Gather every line of the data below that contains the word "body", matching its case exactly, and copy each one out.

=-=-=-=-=

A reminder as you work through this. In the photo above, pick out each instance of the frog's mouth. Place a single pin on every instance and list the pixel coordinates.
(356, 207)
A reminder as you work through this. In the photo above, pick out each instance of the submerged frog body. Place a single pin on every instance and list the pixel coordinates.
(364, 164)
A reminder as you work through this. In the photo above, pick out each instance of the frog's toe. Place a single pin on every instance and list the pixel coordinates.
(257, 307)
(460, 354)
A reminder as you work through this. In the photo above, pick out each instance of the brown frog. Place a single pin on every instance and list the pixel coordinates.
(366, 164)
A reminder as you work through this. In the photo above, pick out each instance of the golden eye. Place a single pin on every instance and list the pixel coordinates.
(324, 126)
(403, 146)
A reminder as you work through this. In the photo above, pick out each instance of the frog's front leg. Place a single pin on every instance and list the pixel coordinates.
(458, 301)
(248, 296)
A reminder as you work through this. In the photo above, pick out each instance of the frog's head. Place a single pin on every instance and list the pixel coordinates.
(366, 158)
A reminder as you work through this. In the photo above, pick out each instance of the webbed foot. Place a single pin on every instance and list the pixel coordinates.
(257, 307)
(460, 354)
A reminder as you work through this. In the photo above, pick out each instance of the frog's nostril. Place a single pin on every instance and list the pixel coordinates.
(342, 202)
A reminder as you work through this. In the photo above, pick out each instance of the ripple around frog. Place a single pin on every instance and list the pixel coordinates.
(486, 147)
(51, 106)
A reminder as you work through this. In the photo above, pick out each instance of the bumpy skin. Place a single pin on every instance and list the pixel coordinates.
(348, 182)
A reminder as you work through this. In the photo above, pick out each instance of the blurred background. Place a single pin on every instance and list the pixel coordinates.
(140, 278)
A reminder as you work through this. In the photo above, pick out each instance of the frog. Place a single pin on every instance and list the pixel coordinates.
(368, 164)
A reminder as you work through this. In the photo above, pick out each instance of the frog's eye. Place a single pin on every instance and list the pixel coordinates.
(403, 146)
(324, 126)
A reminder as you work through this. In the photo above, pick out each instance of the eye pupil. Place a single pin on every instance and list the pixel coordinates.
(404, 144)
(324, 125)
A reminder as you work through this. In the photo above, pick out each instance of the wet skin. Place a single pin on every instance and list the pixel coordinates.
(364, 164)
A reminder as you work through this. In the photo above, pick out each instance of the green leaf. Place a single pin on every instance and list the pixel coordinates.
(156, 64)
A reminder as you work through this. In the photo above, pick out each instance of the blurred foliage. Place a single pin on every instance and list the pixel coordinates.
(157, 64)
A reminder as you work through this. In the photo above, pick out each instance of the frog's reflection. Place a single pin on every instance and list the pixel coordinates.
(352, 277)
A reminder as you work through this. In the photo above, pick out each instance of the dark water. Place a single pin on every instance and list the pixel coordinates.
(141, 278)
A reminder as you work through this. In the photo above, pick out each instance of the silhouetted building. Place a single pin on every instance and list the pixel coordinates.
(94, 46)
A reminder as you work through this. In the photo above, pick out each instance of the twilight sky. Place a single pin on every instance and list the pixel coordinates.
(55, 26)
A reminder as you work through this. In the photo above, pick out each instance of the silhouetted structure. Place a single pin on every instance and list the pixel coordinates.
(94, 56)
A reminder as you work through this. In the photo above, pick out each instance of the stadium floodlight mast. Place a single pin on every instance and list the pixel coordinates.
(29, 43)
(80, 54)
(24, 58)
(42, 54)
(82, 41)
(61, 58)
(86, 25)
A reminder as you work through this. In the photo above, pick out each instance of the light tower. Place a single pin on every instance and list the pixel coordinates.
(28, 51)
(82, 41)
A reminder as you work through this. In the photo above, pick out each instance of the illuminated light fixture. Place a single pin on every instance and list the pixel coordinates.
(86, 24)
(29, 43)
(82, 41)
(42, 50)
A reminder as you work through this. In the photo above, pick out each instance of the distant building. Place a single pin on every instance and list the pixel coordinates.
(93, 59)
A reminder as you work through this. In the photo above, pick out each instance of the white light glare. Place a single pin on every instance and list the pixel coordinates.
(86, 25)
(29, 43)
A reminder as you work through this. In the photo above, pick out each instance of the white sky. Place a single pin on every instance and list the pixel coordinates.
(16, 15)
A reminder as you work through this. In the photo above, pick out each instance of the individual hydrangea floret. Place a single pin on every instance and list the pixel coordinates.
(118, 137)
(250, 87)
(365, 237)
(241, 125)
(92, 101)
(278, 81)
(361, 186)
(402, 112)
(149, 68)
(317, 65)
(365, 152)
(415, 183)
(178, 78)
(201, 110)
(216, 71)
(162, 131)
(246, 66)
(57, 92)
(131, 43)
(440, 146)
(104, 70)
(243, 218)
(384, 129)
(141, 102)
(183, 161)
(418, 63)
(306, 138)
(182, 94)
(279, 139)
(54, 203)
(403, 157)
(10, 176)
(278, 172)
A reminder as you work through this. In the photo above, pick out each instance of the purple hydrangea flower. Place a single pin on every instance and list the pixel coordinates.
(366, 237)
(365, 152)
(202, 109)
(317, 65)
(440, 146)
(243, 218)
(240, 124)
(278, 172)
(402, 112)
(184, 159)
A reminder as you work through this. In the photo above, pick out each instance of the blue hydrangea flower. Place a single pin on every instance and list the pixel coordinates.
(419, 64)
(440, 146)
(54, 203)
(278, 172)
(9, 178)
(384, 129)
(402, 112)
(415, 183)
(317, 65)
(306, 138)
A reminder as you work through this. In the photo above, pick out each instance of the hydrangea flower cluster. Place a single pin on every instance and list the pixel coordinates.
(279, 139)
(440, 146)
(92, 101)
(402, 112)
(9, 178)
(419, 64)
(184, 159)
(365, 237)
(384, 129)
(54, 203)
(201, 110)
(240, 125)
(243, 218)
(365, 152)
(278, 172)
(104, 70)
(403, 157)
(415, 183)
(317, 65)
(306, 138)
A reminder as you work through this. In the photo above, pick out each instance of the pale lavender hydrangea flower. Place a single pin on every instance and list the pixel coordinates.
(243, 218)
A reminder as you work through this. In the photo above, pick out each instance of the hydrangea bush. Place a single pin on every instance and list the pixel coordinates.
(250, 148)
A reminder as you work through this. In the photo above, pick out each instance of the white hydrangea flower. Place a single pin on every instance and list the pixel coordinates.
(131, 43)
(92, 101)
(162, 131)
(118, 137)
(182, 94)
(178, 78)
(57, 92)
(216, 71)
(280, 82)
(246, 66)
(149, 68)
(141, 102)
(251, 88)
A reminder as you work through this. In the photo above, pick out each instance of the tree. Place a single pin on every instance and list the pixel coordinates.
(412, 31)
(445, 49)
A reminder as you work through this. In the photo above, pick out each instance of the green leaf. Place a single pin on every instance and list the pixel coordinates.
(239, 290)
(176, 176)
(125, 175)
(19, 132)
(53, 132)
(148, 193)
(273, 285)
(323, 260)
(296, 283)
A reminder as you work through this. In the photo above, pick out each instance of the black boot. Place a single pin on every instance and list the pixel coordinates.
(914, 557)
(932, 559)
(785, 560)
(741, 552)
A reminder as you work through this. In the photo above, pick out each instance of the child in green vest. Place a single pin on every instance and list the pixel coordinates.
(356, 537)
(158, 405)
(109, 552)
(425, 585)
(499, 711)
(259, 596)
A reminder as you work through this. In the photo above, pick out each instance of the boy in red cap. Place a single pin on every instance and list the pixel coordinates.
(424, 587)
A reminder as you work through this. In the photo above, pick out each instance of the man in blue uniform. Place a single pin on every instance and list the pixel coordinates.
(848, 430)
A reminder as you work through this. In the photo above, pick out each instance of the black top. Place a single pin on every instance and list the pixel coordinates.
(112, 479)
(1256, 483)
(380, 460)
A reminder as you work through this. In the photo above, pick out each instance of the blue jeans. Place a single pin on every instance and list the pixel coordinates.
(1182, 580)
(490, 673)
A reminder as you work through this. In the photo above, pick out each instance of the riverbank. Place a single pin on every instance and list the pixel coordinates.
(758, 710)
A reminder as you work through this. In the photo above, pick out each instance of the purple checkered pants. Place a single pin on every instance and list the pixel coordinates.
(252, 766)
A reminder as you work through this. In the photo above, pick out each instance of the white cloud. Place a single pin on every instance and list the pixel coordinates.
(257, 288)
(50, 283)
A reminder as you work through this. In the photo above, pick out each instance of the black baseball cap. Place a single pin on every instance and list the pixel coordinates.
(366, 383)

=-=-=-=-=

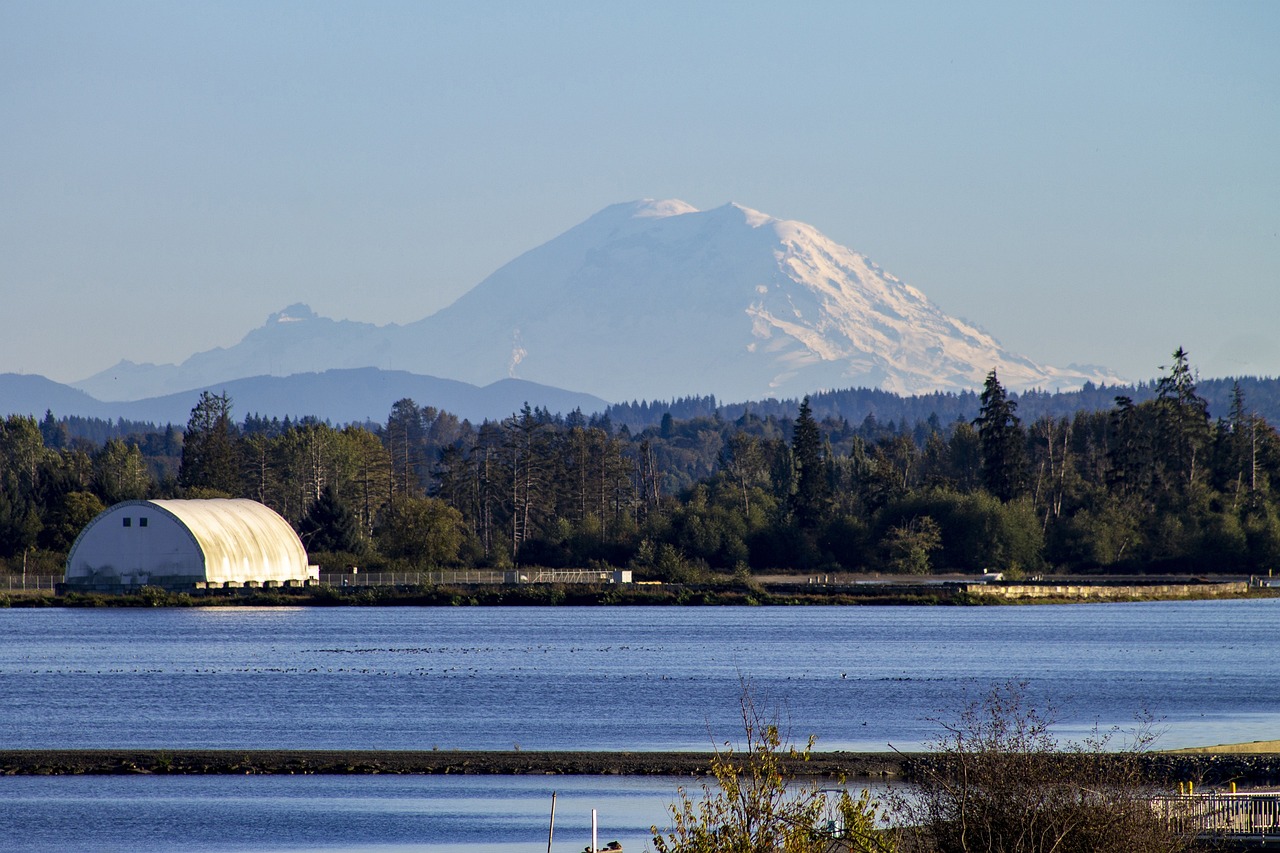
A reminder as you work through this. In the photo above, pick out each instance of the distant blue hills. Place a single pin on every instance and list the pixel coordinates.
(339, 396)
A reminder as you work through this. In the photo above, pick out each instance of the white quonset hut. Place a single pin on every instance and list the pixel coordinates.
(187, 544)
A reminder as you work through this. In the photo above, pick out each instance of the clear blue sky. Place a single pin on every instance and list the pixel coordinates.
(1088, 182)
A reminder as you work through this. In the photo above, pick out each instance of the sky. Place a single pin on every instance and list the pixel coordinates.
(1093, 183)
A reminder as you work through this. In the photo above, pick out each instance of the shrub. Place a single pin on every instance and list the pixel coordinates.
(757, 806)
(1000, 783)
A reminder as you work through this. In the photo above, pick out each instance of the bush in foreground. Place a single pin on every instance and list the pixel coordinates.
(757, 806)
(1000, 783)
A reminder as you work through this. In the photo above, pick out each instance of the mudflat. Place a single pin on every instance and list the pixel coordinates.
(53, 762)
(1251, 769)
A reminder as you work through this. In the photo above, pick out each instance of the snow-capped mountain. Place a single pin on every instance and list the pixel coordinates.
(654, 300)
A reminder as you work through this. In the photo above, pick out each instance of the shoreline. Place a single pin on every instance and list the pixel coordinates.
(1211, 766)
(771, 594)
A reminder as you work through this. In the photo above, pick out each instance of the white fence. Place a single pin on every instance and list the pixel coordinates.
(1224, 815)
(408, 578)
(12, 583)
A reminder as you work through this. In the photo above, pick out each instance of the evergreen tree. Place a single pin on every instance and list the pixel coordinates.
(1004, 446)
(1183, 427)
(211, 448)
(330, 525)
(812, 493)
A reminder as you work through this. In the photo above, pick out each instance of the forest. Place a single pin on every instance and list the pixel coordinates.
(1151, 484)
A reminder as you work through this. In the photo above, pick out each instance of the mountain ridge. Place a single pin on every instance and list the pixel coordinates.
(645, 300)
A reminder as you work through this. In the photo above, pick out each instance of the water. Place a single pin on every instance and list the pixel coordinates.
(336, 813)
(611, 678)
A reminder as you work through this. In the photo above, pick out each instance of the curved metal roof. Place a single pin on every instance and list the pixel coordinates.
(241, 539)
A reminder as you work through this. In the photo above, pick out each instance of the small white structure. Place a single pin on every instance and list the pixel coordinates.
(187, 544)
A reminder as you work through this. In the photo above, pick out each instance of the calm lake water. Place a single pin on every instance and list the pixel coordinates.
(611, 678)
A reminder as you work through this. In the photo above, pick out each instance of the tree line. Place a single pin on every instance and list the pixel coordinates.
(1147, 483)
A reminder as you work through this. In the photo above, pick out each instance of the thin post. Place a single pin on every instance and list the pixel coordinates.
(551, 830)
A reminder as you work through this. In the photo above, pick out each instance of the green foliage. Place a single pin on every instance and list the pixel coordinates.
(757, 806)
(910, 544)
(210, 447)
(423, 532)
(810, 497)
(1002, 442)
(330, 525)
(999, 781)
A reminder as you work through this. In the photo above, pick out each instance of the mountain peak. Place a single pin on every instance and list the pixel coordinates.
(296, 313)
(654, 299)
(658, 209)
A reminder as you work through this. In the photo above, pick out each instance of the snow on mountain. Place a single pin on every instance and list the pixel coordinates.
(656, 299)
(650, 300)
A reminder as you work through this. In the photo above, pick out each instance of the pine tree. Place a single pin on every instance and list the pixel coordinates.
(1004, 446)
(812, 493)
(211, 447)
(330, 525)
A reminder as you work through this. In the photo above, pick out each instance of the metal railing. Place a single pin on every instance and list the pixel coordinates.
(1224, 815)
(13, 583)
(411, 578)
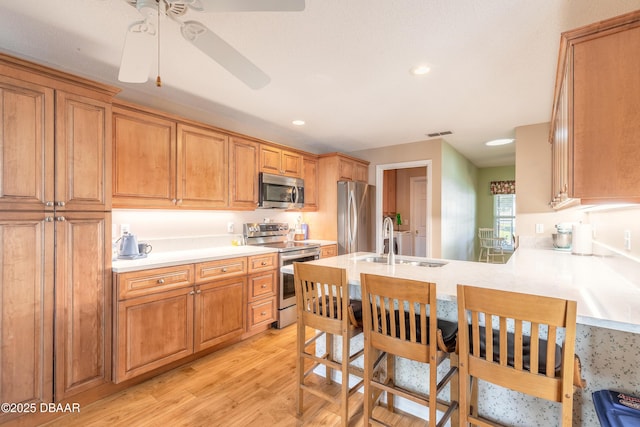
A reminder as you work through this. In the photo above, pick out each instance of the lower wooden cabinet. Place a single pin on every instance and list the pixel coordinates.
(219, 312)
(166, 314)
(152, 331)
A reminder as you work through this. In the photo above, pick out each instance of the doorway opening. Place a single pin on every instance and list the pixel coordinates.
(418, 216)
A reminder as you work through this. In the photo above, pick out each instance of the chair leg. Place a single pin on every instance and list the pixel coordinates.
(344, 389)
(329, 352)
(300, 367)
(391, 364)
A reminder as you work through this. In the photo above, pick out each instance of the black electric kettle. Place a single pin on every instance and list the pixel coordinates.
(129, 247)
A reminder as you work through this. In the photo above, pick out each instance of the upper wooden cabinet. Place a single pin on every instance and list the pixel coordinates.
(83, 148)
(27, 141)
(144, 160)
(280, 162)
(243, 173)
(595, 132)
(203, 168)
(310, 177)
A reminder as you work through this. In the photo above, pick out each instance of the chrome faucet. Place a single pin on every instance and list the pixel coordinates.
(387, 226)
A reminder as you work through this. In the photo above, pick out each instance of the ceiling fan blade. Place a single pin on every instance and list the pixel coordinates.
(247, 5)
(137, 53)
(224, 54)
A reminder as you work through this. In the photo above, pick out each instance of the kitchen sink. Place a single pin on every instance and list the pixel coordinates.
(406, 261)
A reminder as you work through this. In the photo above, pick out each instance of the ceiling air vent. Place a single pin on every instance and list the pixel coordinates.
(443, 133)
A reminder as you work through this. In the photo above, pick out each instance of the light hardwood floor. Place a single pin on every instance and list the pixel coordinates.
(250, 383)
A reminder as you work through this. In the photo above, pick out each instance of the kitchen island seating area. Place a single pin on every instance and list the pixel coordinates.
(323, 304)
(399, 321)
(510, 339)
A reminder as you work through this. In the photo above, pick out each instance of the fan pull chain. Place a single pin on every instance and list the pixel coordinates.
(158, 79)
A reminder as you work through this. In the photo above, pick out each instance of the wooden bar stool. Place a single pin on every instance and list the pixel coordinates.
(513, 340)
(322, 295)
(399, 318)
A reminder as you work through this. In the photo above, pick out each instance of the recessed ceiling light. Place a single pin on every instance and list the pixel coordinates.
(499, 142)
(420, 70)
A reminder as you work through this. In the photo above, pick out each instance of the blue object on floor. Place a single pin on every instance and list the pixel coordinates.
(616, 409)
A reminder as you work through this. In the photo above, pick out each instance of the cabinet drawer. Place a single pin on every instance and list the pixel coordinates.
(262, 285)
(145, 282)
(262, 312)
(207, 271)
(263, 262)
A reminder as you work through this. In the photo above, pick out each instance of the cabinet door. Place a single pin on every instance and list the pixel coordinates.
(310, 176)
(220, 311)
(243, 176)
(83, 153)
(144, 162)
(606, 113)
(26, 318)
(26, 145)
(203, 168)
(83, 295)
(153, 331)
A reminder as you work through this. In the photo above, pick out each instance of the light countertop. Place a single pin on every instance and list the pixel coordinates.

=-=-=-=-=

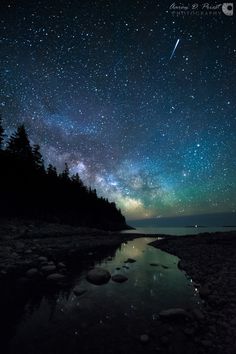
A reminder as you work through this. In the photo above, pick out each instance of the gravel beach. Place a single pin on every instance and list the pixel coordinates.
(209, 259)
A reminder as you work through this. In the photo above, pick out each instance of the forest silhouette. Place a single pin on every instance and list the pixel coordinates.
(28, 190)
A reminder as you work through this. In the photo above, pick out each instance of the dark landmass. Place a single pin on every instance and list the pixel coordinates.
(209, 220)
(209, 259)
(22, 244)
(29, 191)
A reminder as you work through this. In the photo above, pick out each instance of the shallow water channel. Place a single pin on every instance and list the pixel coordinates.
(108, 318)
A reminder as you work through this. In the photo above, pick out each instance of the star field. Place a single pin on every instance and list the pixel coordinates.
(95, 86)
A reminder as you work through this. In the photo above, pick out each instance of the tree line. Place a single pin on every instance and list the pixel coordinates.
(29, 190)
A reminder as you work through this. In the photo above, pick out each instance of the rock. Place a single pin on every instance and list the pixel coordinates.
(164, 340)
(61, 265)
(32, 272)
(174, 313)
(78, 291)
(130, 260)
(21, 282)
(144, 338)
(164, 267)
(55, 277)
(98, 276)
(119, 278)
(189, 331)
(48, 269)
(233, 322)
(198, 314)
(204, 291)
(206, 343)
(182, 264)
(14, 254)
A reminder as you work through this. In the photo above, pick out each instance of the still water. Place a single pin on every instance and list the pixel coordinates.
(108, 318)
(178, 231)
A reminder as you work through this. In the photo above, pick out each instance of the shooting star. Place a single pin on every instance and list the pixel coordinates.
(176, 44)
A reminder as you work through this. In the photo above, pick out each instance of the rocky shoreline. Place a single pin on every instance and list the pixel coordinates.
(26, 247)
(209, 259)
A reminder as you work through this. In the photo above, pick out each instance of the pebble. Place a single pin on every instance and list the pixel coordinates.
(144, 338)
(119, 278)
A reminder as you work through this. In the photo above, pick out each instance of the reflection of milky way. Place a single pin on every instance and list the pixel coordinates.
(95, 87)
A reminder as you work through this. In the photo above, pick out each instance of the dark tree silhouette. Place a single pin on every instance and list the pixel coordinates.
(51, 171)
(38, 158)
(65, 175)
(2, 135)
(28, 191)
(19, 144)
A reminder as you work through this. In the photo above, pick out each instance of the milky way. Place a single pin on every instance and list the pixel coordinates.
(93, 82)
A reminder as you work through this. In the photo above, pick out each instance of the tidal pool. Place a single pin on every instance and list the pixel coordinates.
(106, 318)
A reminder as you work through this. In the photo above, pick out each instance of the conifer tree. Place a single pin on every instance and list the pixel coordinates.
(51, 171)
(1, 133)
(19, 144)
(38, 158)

=-=-=-=-=

◆ **FINISHED EXERCISE**:
A reminder as you work through this. In the photo above, pick out each instance of the submerged frog body. Place a single pin on every instance and list the pixel coordinates.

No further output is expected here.